*STATED GOAL*:
Extract every line of the material below and reproduce it faithfully.
# # # # # # #
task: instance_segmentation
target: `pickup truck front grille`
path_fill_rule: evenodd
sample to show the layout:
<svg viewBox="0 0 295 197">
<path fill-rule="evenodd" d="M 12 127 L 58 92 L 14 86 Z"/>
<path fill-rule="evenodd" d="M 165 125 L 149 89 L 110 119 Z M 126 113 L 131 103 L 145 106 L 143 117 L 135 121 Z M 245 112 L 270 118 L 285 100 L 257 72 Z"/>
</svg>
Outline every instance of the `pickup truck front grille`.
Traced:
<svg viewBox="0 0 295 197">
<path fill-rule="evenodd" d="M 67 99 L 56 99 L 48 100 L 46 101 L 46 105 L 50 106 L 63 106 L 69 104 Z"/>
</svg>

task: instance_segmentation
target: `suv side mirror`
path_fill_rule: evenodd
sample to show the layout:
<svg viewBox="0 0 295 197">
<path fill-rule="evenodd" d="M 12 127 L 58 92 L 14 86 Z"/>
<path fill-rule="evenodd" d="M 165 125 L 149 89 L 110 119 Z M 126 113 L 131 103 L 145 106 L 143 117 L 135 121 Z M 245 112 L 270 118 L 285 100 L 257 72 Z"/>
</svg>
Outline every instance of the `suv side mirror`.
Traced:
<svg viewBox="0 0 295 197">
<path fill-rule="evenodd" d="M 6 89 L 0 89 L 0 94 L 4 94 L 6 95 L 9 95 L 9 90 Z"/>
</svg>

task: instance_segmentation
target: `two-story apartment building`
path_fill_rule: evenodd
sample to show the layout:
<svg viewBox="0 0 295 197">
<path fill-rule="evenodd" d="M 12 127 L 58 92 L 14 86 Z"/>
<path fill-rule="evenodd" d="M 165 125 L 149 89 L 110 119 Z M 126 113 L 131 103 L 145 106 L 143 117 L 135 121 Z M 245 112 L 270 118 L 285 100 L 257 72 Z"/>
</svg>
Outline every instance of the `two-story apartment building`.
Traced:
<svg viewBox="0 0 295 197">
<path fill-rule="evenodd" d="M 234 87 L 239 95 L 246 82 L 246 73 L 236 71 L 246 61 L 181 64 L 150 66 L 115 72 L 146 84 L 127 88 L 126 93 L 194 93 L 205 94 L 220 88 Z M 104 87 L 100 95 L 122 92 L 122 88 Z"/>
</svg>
# # # # # # #
*FULL ANSWER*:
task: instance_segmentation
target: `pickup truck front grille`
path_fill_rule: evenodd
sample to show the layout:
<svg viewBox="0 0 295 197">
<path fill-rule="evenodd" d="M 12 127 L 58 92 L 14 86 Z"/>
<path fill-rule="evenodd" d="M 165 125 L 149 89 L 110 119 Z M 126 113 L 131 103 L 145 106 L 143 117 L 135 121 Z M 245 112 L 270 118 L 285 100 L 257 72 Z"/>
</svg>
Outline every instance of the `pickup truck front grille`.
Traced:
<svg viewBox="0 0 295 197">
<path fill-rule="evenodd" d="M 67 99 L 56 99 L 48 100 L 46 101 L 46 105 L 50 106 L 63 106 L 69 104 Z"/>
</svg>

task: instance_segmentation
target: `suv side mirror`
path_fill_rule: evenodd
sample to show the layout:
<svg viewBox="0 0 295 197">
<path fill-rule="evenodd" d="M 12 127 L 58 92 L 14 86 Z"/>
<path fill-rule="evenodd" d="M 165 125 L 149 89 L 110 119 Z M 126 113 L 131 103 L 145 106 L 143 117 L 135 121 Z M 245 112 L 270 118 L 285 100 L 257 72 Z"/>
</svg>
Outline every instance of the `suv side mirror`.
Traced:
<svg viewBox="0 0 295 197">
<path fill-rule="evenodd" d="M 6 89 L 0 89 L 0 94 L 4 94 L 6 95 L 9 95 L 9 90 Z"/>
</svg>

task: instance_segmentation
target: `two-story apartment building`
path_fill_rule: evenodd
sample to show the layout:
<svg viewBox="0 0 295 197">
<path fill-rule="evenodd" d="M 12 127 L 58 92 L 14 86 Z"/>
<path fill-rule="evenodd" d="M 165 125 L 149 89 L 110 119 Z M 126 113 L 131 103 L 145 106 L 143 117 L 135 121 Z M 245 112 L 270 118 L 285 100 L 257 72 Z"/>
</svg>
Outline every instance of the `two-story apartment building`.
Traced:
<svg viewBox="0 0 295 197">
<path fill-rule="evenodd" d="M 234 87 L 239 95 L 246 82 L 246 73 L 236 71 L 246 61 L 181 64 L 150 66 L 115 72 L 146 84 L 127 88 L 126 93 L 194 93 L 205 94 L 220 88 Z M 104 87 L 100 95 L 122 92 L 122 88 Z"/>
</svg>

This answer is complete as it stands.